This is not, of course, how the cable business operates. The basic premise of the cable business is ubiquity. Since everyone is presumably going to want basic cable service (especially after you stop using transmission signals over antennas because you have a strong lobby in Washington), you can amortize the cost of the cable infrastructure, the set top box, and the back end systems that serve up the signals. By law, the basic service has to be provided–for free. Premium channels cost an incremental amount, as does the addition of Internet and VoIP service. When you are done, you end up paying the same $211 a month for the whole suite of services and ongoing support, but the way you feel about how you spent it–and the way it goes on your bookkeeping–is different.
This analogy isn’t perfect. But imagine if the System i5 platform was priced based on the assumption of ubiquity, not scarcity. Get Windows ported to it, get MVS ported to it, and you already have OS/400, AIX, and Linux ported to it, and just let people buy what they want and run what they want. No governors. No overcharging for basic service–yes, that was 5250 green-screen processing in my analogy, and Java was a premium service.
Now, imagine further that IBM made the box as inexpensive as possible–or even sold it at cost to customers. And sold a wide range of performance and price points. And let any workload run as fast as it could on these machines. IBM has to have some hardware money to appease the Systems and Technology Group, and some software money to appease the Software Group, and some services money to appease the Global Services group. To make it simple, match IBM’s own overall revenue distribution: Take the total charge of the i5 systems that we have today, add up the number for acquiring and supporting a box with all of the stuff IBM makes–and I mean all of it–and just cut it 25 percent for hardware, 15 percent for software, and 50 percent for services. Don’t worry about what those services will be yet. Just trust me.
Say an i5 solution costs $500,000 over five years. That makes the hardware piece of the deal–the upfront cost–$125,000. The systems software stack–i5/OS, DB2/400, WebSphere, the compile set, the SQL tools, every little and big thing IBM sells in a standard system, including Notes/Domino and other middleware–is only $75,000 of the stack. The services component, which you are going to spread out over five years, is $300,000, or $60,000 a year.

= Short task 1 =
From the records below, pull out every line containing the string "hand", treating uppercase and lowercase as different.
The text and the records have no connection to each other.

= Position annotation records =
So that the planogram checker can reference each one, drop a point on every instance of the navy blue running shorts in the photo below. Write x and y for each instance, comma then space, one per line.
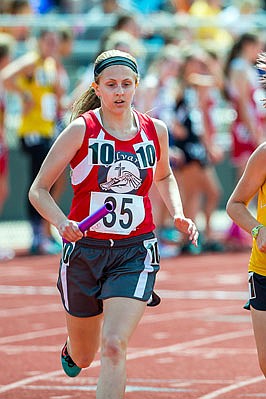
257, 291
92, 270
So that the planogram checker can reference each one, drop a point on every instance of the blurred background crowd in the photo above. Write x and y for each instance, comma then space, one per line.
197, 63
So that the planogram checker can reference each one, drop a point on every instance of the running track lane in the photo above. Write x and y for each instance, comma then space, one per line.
197, 344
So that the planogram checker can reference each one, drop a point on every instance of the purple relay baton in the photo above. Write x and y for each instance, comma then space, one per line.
89, 221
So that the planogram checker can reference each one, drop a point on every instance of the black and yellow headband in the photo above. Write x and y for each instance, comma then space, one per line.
117, 60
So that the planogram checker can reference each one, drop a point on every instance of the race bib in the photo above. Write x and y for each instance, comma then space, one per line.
128, 212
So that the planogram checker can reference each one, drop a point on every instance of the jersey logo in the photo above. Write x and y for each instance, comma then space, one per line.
123, 177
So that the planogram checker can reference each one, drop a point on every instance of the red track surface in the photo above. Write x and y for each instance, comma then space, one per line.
197, 344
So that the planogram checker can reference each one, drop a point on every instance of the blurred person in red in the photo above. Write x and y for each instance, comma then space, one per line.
6, 44
242, 82
193, 132
156, 97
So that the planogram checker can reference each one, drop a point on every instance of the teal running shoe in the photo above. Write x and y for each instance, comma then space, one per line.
69, 367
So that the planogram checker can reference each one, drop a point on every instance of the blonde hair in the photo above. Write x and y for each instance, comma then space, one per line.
89, 100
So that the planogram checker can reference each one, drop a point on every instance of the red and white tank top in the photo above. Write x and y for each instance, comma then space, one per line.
108, 169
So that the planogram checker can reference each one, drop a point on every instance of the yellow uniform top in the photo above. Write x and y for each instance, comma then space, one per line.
39, 117
257, 262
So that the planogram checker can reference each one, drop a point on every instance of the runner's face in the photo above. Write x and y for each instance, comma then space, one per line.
116, 88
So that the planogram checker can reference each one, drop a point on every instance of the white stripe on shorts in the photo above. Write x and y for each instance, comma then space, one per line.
63, 275
143, 277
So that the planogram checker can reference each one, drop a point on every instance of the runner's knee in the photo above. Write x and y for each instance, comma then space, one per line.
114, 348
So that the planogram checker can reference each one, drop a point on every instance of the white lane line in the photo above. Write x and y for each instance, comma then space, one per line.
33, 334
27, 310
204, 294
138, 354
232, 387
146, 319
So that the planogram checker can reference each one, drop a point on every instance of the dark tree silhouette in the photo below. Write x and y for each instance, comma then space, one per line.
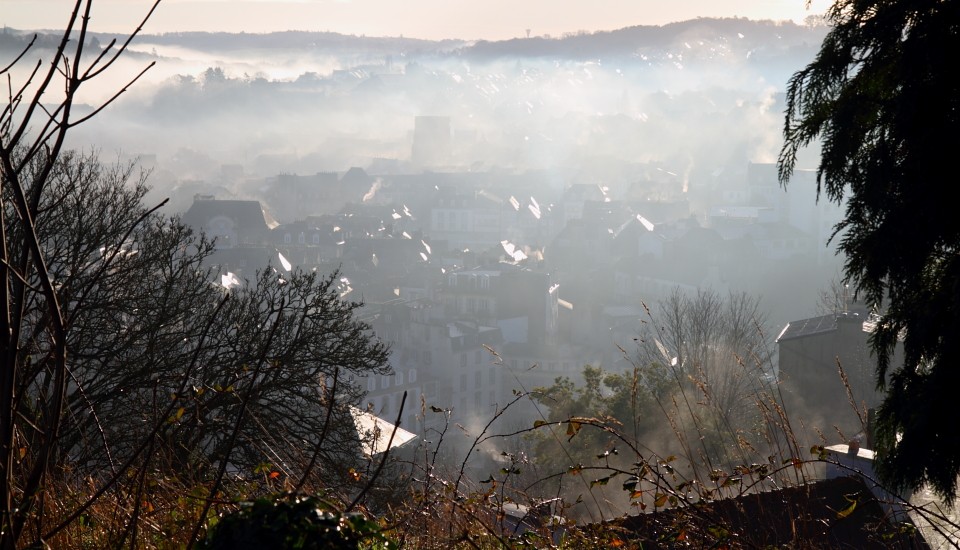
882, 97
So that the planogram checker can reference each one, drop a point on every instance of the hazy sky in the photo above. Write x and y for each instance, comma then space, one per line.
433, 19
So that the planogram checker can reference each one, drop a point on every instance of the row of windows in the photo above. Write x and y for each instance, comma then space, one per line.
301, 238
477, 358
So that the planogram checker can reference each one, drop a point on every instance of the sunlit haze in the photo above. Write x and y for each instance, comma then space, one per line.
430, 19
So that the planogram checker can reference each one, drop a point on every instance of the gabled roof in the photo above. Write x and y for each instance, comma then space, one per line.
248, 215
808, 327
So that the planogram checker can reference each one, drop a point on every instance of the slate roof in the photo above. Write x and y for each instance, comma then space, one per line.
805, 516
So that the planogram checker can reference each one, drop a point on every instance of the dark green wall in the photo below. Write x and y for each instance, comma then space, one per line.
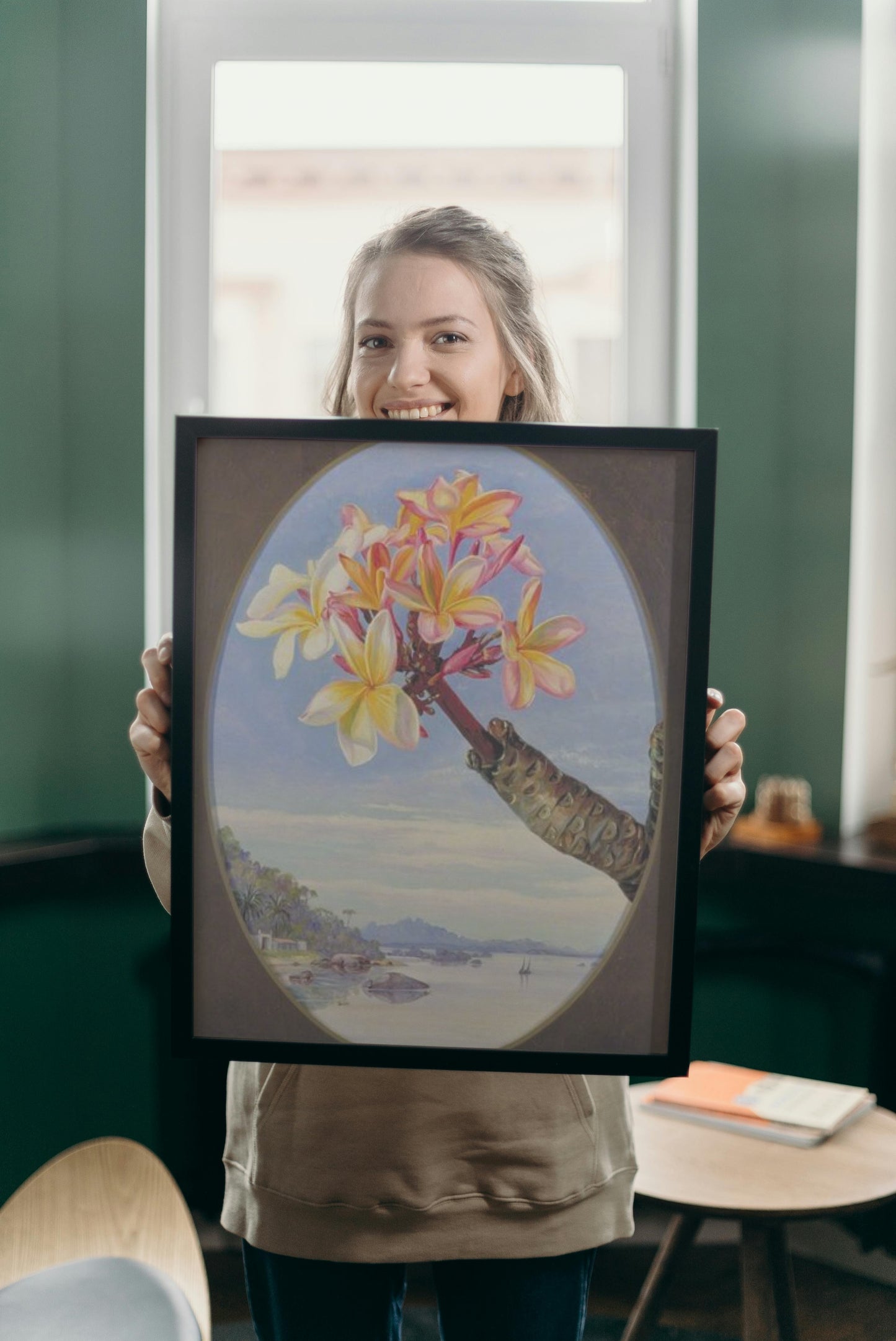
778, 169
71, 373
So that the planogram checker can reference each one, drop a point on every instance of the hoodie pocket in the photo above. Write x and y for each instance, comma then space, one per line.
415, 1139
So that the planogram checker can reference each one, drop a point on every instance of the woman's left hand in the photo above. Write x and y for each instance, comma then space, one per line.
725, 789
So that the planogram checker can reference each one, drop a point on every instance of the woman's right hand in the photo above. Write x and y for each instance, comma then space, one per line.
151, 728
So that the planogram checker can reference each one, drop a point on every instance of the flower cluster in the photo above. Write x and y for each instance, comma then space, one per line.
407, 601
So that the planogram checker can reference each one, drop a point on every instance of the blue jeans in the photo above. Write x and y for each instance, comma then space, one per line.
500, 1300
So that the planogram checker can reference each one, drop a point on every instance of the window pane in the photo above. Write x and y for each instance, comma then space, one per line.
313, 159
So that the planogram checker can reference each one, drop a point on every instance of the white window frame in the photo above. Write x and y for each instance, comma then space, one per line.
187, 38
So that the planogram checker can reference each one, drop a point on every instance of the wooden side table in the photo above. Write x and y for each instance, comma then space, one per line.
699, 1172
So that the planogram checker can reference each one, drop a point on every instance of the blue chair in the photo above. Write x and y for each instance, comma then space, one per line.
100, 1245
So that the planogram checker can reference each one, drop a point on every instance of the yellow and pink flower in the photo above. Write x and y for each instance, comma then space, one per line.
458, 510
368, 706
446, 601
528, 645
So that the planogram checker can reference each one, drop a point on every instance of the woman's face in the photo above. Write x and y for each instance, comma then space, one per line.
425, 345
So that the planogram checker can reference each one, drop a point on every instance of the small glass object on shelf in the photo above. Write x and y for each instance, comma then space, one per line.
783, 816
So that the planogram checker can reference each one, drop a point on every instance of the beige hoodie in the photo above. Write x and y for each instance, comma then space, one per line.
352, 1164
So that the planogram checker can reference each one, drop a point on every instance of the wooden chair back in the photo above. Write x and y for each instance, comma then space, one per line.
106, 1198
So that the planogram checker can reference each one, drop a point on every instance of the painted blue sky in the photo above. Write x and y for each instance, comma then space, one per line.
420, 834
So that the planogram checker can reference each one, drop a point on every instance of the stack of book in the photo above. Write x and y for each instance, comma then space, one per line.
774, 1108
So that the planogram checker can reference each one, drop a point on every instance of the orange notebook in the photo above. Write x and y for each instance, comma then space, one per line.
743, 1093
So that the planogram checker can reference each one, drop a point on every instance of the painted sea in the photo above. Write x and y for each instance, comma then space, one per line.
487, 1002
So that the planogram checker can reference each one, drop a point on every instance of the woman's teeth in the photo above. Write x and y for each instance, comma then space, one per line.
424, 412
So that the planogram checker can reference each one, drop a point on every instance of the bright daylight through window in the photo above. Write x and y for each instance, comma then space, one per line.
314, 157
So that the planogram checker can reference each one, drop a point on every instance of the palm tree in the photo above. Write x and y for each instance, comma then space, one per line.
280, 912
250, 903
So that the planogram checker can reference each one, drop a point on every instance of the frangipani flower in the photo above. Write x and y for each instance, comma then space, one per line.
358, 531
502, 552
528, 647
458, 510
371, 578
369, 704
281, 583
447, 601
308, 620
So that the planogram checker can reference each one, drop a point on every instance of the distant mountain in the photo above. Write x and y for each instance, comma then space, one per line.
416, 934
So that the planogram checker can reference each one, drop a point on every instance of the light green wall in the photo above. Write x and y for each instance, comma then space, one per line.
71, 349
778, 162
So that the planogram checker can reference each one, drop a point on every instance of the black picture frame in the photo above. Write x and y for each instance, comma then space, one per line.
199, 435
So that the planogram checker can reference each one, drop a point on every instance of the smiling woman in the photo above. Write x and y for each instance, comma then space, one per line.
401, 358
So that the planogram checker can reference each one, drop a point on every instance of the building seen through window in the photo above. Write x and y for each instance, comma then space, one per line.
289, 212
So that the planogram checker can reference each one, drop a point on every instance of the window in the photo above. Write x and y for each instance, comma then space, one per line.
280, 130
314, 157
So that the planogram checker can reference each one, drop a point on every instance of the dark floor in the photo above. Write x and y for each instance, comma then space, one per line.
832, 1305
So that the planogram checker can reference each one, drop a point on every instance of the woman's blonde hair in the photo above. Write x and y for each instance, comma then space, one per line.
502, 273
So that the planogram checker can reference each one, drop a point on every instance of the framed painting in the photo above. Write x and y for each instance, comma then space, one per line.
439, 714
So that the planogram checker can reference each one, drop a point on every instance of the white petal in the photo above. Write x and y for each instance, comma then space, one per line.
317, 643
357, 734
283, 653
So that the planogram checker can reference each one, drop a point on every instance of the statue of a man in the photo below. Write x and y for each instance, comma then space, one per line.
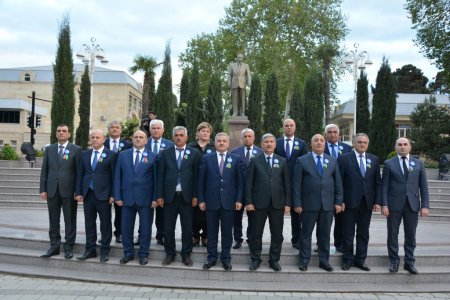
238, 78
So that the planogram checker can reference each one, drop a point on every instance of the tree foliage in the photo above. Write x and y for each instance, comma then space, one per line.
84, 110
430, 131
362, 104
63, 95
382, 131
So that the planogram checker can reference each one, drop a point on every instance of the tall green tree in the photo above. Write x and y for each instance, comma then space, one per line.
84, 110
63, 95
312, 106
254, 108
214, 104
146, 64
431, 128
382, 130
410, 80
272, 117
362, 104
164, 105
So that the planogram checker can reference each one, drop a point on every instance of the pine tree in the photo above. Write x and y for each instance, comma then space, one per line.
272, 120
362, 104
214, 104
254, 108
312, 106
63, 97
82, 135
164, 107
382, 130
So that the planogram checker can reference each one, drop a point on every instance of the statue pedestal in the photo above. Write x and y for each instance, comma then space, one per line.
235, 126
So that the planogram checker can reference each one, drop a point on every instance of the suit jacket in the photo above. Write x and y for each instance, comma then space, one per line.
265, 186
313, 192
355, 185
123, 144
239, 76
102, 176
299, 148
221, 191
135, 186
397, 189
168, 173
60, 176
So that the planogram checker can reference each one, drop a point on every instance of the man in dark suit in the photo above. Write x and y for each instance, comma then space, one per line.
60, 168
177, 193
134, 191
267, 195
156, 143
291, 148
115, 143
360, 173
246, 152
405, 194
95, 191
220, 193
335, 149
317, 190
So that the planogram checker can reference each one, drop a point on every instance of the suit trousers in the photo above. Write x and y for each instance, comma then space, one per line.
92, 206
410, 220
359, 217
257, 221
145, 229
225, 218
171, 211
69, 208
324, 219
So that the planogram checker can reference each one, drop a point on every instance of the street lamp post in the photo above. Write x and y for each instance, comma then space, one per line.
87, 55
359, 61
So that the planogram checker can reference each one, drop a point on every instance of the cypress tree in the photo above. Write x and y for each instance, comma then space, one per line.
214, 104
82, 135
272, 120
254, 108
362, 104
312, 106
63, 95
164, 107
382, 131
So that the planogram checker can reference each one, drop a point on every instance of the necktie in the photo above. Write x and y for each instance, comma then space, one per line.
361, 165
60, 154
288, 149
222, 162
155, 147
136, 160
405, 167
319, 165
333, 152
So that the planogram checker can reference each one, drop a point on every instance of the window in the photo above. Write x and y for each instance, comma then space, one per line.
10, 116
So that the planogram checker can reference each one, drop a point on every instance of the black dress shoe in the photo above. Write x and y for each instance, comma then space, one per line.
326, 267
411, 269
168, 260
237, 245
393, 268
363, 267
126, 259
275, 266
143, 261
254, 265
209, 265
87, 255
52, 251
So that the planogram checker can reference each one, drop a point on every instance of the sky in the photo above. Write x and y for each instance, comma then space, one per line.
29, 29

= Short task 2 =
Please continue the text on System i5 pricing from the point where it stops.

= Final answer 1 =
So that the planogram checker can reference each one, drop a point on every instance of the woman's left hand in the photo above. Write x and y for each instance, comma then space, one per line.
So that the planogram checker can reference each one, drop a point on every instance of the woman's right hand in the photo above. Write x and y for each instance, comma then space, one per line.

= Final answer 2 =
The tough question is, what are those services, and why would anyone spend money on them? Well, there are all of the capacity on demand technologies, so say IBM rolls in enough capacity on demand to deal with peak processing needs at the end of the week, month, and year. Call that $10,000 a year. That leaves another $50,000 a year. While green-screen capability is free, maybe WebFacing and Host Access Transformation Services–for the love of God, it has services in the name!–are no longer products that are “free” with WebSphere Development Studio, but are charged for on metered usage. If you want pretty screens, you pay a service to use WebFacing and HATS. This seems reasonable. It is like paying for a premium channel (or, if the analogy held, it would be like paying a little extra for HDTV over basic analog or standard digital service). Call that another $10,000 a year. Now we have to scrape up another $40,000 in services. Well, there is break-fix service, but that is only after a three-year warranty runs out, so that is really only in the last two years of the deal, and maybe only worth a total of $5,000 a year because of the reliability of the components. So that only shaves $2,000 per year out of the total $500,000 for the solution. But it does get us down to $38,000 in services revenues we have to come up with. Now, let’s get crazy. Remote backup services and high availability services. From now on, IBM Global Services and the iSeries HA partners promise to work together to deliver remote backup of data and high availability clustering–not as a product, but as a service–for a total of $35,000 a year. It has proactive management, and IBM hosts the hot standby box in one of the zillion data centers. That leaves $3,000 a year for proactive capacity planning and other tech support, which could be performed by the vast network of iSeries resellers. Give them the break-fix money, too, and let them manage that problem. Give them a commission on sales, and a piece of the services revenue stream over time. Be innovative and generous: If the resellers find new customers, they get a bigger slice for the first couple of years.
The trick is to create services that we all know people want, and to price them on a System i5 based on the assumption that everyone will want them, not just a few thousand shops. If you price HA services so the entire base can afford them, let me assure you: the entire base will buy them. And I think the HA vendors would be better served if IBM sold a lot more machines with HA software on it. Imagine 200,000 System i5 boxes a year, people. If the HA service component of the iSeries system ranged from $3,500 a year on a $50,000 i5 solution to $350,000 a year on a $5 million solution, and the normal distribution of i5 systems prevailed, you would probably be looking at somewhere around $10,000 per year per server. Even if volumes only tripled to about 60,000 units (back to the old normal from the 1990s), that is $600 million. I think the six major iSeries HA vendors and IBM can build a very sophisticated HA recovery operation with this kind of money. If they can’t, I know some people who can.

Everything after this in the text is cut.